Driverless AI provides a Project Workspace for managing datasets and experiments related to a specific business problem or use case. Whether you are trying to detect fraud or predict user retention, datasets and experiments can be stored and saved in the individual projects. A Leaderboard on the Projects page lets you easily compare performance and results and identify the best solution for your problem.
The following sections describe how to create and manage projects.
Note: For information on how to export Driverless AI experiments to H2O MLOps from the Projects page, see https://docs.h2o.ai/mlops-release/latest-stable/docs/userguide/using.html#exporting-experiments-from-driverless-ai-into-mlops.
Creating a Project Workspace¶
To create a Project Workspace:
Click the Projects option on the top menu.
Click New Project.
Specify a name for the project and provide a description.
Click Create Project. This creates an empty Project page.
From the Projects page, you can link datasets and/or experiments, run new experiments, and score experiments on a scoring dataset. When you link an existing experiment to a Project, the datasets used for the experiment are automatically linked to the project (if not already linked).
When attempting to solve a business problem, a normal workflow will include running multiple experiments, either with different/new data or with a variety of settings, and the optimal solution can vary for different users and/or business problems. For some users, the model with the highest accuracy for validation and test data could be the most optimal one. Other users might be willing to make an acceptable compromise on the accuracy of the model for a model with greater performance (faster prediction). For some, it could also mean how quickly the model could be trained with acceptable levels of accuracy. The Experiments list allows you to find the best solution for your business problem.

Task list>
**a.** Render this sentence from the Project Workspace text in Spanish: "Whether you are trying to detect fraud or predict user retention, datasets and experiments can be stored and saved in the individual projects."
**b.** Answer these questions using the Project Workspace text:
(i) Where is the Projects option located?
(ii) What does clicking Create Project produce?
(iii) When an existing experiment is linked to a Project, what happens to the datasets used for that experiment?
**c.** Write a continuation of the Project Workspace text, beginning right after its final sentence.

Records provided>

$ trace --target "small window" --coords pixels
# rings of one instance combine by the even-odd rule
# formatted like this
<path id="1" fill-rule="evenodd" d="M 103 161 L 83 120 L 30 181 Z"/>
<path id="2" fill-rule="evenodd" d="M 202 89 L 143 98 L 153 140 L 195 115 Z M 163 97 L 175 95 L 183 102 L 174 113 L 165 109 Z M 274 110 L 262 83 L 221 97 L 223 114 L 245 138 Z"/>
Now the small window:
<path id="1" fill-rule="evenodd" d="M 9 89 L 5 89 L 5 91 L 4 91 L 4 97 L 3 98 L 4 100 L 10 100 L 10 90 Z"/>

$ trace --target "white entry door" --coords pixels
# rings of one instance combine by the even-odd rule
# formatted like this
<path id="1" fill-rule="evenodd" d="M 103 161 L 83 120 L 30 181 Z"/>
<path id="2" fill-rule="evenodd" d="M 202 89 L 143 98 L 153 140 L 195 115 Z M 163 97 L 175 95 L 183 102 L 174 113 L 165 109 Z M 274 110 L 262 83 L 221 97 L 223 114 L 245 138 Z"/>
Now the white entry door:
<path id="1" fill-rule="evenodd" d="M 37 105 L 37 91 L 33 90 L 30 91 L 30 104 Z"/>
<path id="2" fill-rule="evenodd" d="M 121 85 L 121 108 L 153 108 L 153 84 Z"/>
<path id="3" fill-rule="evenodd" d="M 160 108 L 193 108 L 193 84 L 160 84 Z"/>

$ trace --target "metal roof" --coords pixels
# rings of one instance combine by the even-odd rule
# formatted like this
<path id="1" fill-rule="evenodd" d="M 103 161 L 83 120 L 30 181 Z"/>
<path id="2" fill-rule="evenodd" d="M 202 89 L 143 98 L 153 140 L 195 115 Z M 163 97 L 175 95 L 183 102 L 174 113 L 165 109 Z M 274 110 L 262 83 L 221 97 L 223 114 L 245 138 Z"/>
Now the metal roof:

Activity answers>
**a.** Ya sea que intente detectar fraudes o predecir la retención de usuarios, los conjuntos de datos y los experimentos pueden almacenarse y guardarse en los proyectos individuales.

**b.**
(i) On the top menu.
(ii) An empty Project page.
(iii) They are automatically linked to the project, if they are not already linked.

**c.**
The list is organized based on experiment name. You can change the sorting of experiments by selecting the up/down arrows beside a column heading in the experiment menu.
Hover over the right menu of an experiment to view additional information about the experiment, including the problem type, datasets used, and the target column.
Finished experiments linked to the project show their validation and test scores. You can also score experiments on other datasets. To do this, you first need to add a dataset by clicking the Link Dataset button and choosing Testing from the drop-down menu. After the test dataset has been added, click the Score on Scoring Data button and choose the experiment(s) that you want to score along with the test dataset to be applied. This triggers a diagnostics job, the results of which are located on the diagnostics page. (Refer to Diagnosing a Model for more information.) After the scoring process has completed, the result appears in the Score and Scoring Time columns. The Score column shows results for the scorer specified by the Show Results for Scorer picker.
If an experiment has already been scored on a dataset, Driverless AI cannot score it again. The scoring step is deterministic, so for a particular test dataset and experiment combination, the score will be same regardless of how many times you repeat it.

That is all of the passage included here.